Using the Treasurer's update below, explain why the Inn wrote to its commercial tenants and what it offered them.

(TEXT PASSAGE)

•••••

An Update from the Treasurer

I write this from my Chambers, having had to come in to work for the first time in three weeks, to deliver an online talk. My window, next to the Master’s House, overlooks both Temple Church, from which I hear the Director of Music, Roger Sayer, putting the organ through its paces, and the Pegasus Building Project, from which slight sounds of drilling float to me over the still spring air. Life seems reassuringly normal.

In fact, of course, it is everything but. The Inn is almost completely deserted, apart from a very few working barristers like me, still fewer residents, and one or two members of staff (including of course the Porters, whose staunch presence has kept the Inn safe from intruders). But the life of the Inn proceeds, if remotely, irrespective of the restrictions introduced by the Government Regulations promulgated only three weeks ago. It strikes me that many of you who have rightly kept your distance may like to know what exactly is going on. You will of course find out much from the copy of Innerview which will be with you shortly. But here are the headlines.

Financial assistance for our tenants
We have written to our commercial tenants, acknowledging that the current lockdown is having an impact upon the ability to meet rental obligations, and offering relief in appropriate cases, given evidence of hardship. The Executive Committee has authorised the constitution and operation of a special emergency group which will sit to consider applications remotely. That group is to hear the first applications next week. We have written to our residential tenants too, to invite them to let us know if hardship is making it difficult for them to meet their rental obligations in current circumstances.

•••••

(INFORMATION PROVIDED)
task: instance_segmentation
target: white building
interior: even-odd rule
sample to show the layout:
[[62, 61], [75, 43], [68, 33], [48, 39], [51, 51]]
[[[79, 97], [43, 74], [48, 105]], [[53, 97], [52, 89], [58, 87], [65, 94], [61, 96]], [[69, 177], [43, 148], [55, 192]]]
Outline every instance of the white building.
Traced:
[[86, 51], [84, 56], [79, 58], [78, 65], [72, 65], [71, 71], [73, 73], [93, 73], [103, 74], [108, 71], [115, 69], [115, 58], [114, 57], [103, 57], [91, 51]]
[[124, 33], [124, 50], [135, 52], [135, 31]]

•••••

(SOLUTION FOR THIS PROBLEM)
The Inn wrote to them because the current lockdown is affecting their ability to meet their rental obligations. It offered relief in appropriate cases where there is evidence of hardship.